Outline rows
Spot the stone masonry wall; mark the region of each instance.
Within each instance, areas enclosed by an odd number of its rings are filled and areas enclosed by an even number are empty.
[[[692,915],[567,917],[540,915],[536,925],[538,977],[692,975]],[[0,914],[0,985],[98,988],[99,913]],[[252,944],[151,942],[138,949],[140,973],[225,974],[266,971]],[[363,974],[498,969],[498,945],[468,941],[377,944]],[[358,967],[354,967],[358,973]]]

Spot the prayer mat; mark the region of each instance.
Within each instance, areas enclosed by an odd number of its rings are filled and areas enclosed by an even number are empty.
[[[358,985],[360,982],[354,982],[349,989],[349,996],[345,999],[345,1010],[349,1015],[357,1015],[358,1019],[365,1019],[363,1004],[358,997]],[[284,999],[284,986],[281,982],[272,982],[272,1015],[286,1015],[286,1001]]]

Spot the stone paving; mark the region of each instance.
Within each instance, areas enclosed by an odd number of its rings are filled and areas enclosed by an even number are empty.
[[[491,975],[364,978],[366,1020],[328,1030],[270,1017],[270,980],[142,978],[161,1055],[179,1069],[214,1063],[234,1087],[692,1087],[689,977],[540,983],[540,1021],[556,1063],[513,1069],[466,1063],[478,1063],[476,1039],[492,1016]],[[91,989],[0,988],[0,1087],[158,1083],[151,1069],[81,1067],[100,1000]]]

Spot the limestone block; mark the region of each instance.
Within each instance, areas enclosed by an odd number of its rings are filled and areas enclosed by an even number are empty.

■ WRITTEN REQUEST: Rewrite the part of the rows that opens with the line containing "Spot the stone paving;" and runs through the end of the rows, swapping "Spot" for "Locate" and keeping everything else unchanged.

■ RESULT BELOW:
Locate the stone paving; mark the region of each instance.
Within each instance, areas enclosed by an odd number of its rings are filled and areas enclosed by an even number are empty.
[[[491,975],[364,978],[366,1020],[328,1030],[270,1017],[270,980],[142,978],[161,1055],[179,1069],[214,1063],[234,1087],[692,1087],[689,977],[540,983],[540,1021],[556,1063],[513,1069],[466,1063],[478,1063],[476,1039],[492,1016]],[[91,989],[0,988],[0,1087],[158,1083],[151,1069],[81,1067],[100,1000]]]

Locate the limestone block; mark the region of each instance.
Within each instance, areas enclosed by an odd number of its rings are filled and areas enclosed by an even number are empty.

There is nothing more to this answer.